■ **What is needed**: Quote the data below in full, please, without altering anything.

■ **Stored data**:

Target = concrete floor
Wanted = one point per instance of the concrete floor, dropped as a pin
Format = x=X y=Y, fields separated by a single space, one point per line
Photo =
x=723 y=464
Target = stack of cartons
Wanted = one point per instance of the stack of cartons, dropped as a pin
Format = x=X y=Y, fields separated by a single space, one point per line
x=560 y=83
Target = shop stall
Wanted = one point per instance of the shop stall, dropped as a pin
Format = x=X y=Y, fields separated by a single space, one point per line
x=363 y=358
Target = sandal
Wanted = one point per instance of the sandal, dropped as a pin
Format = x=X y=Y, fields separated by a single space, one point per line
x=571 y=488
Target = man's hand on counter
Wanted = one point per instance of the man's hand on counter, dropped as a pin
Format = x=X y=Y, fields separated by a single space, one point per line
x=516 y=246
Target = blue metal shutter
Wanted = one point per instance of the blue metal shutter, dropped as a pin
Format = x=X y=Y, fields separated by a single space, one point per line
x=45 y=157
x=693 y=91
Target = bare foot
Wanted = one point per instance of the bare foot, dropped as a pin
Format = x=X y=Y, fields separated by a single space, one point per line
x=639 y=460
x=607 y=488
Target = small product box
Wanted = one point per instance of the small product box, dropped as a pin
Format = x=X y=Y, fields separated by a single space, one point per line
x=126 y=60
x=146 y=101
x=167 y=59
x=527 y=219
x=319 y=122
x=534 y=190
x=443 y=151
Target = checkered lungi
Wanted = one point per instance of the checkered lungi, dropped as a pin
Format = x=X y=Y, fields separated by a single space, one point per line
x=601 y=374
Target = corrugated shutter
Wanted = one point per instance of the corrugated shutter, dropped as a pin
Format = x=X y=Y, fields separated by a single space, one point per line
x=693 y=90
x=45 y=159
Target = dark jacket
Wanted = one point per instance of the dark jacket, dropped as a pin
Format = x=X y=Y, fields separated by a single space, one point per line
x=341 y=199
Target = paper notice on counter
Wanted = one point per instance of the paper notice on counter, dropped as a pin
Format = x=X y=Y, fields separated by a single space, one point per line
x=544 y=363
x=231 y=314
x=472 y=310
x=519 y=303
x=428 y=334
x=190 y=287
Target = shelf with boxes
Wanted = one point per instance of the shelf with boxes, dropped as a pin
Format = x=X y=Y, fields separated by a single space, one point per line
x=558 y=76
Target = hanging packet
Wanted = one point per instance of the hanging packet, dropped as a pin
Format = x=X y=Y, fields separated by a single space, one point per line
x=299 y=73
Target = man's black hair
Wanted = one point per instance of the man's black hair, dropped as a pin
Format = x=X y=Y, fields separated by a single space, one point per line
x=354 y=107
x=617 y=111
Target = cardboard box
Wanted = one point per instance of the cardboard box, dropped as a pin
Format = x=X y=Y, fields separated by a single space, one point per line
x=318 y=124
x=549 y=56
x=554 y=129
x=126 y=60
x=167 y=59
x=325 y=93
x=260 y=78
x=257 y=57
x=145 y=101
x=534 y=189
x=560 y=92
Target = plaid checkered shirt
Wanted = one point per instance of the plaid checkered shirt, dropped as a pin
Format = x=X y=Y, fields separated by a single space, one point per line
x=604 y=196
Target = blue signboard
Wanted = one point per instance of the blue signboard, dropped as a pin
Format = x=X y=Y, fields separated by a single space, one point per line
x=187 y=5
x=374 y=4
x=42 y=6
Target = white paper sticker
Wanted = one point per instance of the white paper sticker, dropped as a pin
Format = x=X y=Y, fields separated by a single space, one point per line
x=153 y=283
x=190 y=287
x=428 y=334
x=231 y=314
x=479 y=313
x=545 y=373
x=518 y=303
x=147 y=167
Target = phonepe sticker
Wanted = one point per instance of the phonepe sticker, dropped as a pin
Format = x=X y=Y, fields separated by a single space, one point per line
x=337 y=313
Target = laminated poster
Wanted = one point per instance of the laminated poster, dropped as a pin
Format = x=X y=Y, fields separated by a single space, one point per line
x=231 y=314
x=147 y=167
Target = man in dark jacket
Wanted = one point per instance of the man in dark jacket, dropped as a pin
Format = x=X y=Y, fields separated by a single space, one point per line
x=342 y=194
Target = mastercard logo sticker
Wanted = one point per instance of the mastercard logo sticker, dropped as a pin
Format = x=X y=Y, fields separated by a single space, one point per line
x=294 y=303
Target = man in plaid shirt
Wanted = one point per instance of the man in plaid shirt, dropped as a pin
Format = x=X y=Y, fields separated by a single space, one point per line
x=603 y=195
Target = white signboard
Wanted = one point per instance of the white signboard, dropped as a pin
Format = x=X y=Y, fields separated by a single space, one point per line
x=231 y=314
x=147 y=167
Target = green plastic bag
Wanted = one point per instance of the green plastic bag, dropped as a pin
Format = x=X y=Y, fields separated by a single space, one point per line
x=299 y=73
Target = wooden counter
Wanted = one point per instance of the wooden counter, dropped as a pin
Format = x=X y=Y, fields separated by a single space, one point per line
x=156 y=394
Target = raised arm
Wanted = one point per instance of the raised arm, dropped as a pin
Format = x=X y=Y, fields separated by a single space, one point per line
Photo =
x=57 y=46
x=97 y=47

■ **Task answer**:
Target = concrete floor
Wanted = one point per instance of the concrete floor, dropped as a pin
Format = x=X y=Y, fields separated by a single space, one point per line
Photo =
x=723 y=464
Target = stack of cartons
Wanted = one point per instance of the stack of cartons, dropped as a pin
Format = x=X y=Y, fields separated by a single space, one point per line
x=560 y=83
Target = shop stall
Wanted = one point per instance of the shop stall, dropped as a pin
Format = x=X y=Y, fields separated by a single space, one point per line
x=363 y=358
Target = sandal
Wanted = one point per instance of the sandal, dropped as a pin
Format = x=X y=Y, fields separated by a single space, one point per line
x=571 y=488
Target = man's hand on counter
Wanted = one point per instance of the man's hand on counter, dropped as a pin
Format = x=X y=Y, fields separated by a single space, one point per line
x=516 y=246
Target = blue metal shutter
Wanted = one point per instance of the blue metal shutter, dropped as a pin
Format = x=X y=Y, fields separated by a single space, one point per line
x=45 y=157
x=693 y=91
Target = bare foot
Wanted = one point per instance of the bare foot, dropped as a pin
Format = x=X y=Y, fields separated by a single space, one point per line
x=639 y=460
x=607 y=488
Target = small product box
Wanted = one point per instance of the small product box, dropped as a pin
Format = x=X y=Y, fields separated by a single space, one point per line
x=126 y=60
x=146 y=101
x=167 y=59
x=527 y=219
x=319 y=122
x=534 y=190
x=443 y=151
Target = checkered lungi
Wanted = one point per instance of the checkered lungi, dropped as a pin
Format = x=X y=Y, fields separated by a single space, one point per line
x=601 y=374
Target = corrugated shutter
Wanted = one point per instance of the corrugated shutter, dropped as a pin
Format = x=X y=Y, fields separated by a single space, one point per line
x=693 y=90
x=45 y=159
Target = dark jacket
Wanted = one point per instance of the dark jacket, dropped as a pin
Format = x=X y=Y, fields separated by a single space, one point per line
x=341 y=199
Target = paper notice on counter
Wanted = one point per instance of the paper notice on counter, dropped as a pin
Format = x=X y=Y, fields separated by a single space, one point per line
x=544 y=363
x=231 y=314
x=472 y=310
x=519 y=303
x=428 y=334
x=190 y=287
Target = shelf with boxes
Wanted = one point per instance of the shelf with boxes, dropped as a pin
Format = x=X y=Y, fields separated by a single space, one point per line
x=558 y=76
Target = hanging packet
Wanted = one point per instance of the hanging packet, dropped as a pin
Format = x=X y=Y, fields separated by a single space, one point per line
x=299 y=73
Target = man's black hair
Wanted = one point per instance of the man's black hair, dropped as a pin
Format = x=X y=Y, fields separated by a single space, one point per line
x=354 y=107
x=617 y=111
Target = cardboard box
Wanted = one point per instance of the cardboard box, dropped as a pin
Format = x=X y=Y, fields separated by a single space, one point per line
x=318 y=124
x=549 y=56
x=554 y=129
x=126 y=60
x=167 y=59
x=325 y=93
x=260 y=78
x=257 y=57
x=145 y=101
x=534 y=189
x=560 y=92
Target = plaid checkered shirt
Wanted = one point per instance of the plaid checkered shirt, dropped as a pin
Format = x=X y=Y, fields separated by a single space, one point per line
x=604 y=196
Target = blue signboard
Wanted = one point per instance of the blue signboard, dropped as a pin
Format = x=X y=Y, fields separated by a single space, one point per line
x=187 y=5
x=374 y=4
x=42 y=6
Target = white paper sticker
Wanted = one point per instance of the white paper sticker, dropped as a pin
Format = x=X y=Y, fields separated by a single space, one point per line
x=153 y=283
x=190 y=287
x=428 y=334
x=231 y=314
x=479 y=313
x=545 y=373
x=518 y=303
x=147 y=167
Target = phonepe sticker
Wanted = one point per instance of the phonepe sticker, dropped as a pin
Format = x=X y=Y, fields separated by a single space, one point per line
x=337 y=313
Target = laminated poster
Wanted = one point per instance of the laminated poster, dropped as a pin
Format = x=X y=Y, fields separated by a single space, one point per line
x=231 y=314
x=147 y=167
Target = man in dark jacket
Wanted = one point per instance of the man in dark jacket, dropped as a pin
Format = x=X y=Y, fields separated by a single space, one point per line
x=342 y=194
Target = mastercard logo sticker
Wanted = one point per instance of the mastercard logo sticker, dropped as a pin
Format = x=X y=Y, fields separated by a single space, one point per line
x=294 y=303
Target = man in plaid shirt
Wanted = one point per instance of the man in plaid shirt, dropped as a pin
Format = x=X y=Y, fields separated by a single space, one point per line
x=603 y=195
Target = white signboard
Wanted = one point per instance of the white signboard, dropped as a pin
Format = x=X y=Y, fields separated by a single space, one point per line
x=231 y=314
x=147 y=167
Target = green plastic bag
Wanted = one point per instance of the green plastic bag, dropped as a pin
Format = x=X y=Y, fields separated by a single space, one point per line
x=299 y=73
Target = wooden counter
Wanted = one point per instance of the wooden counter, dropped as a pin
Format = x=X y=Y, fields separated by a single space, one point per line
x=156 y=394
Target = raised arm
Wanted = one point per instance of the raised arm, dropped as a pin
Format = x=X y=Y, fields separated by a single space, one point per line
Photo =
x=57 y=46
x=97 y=47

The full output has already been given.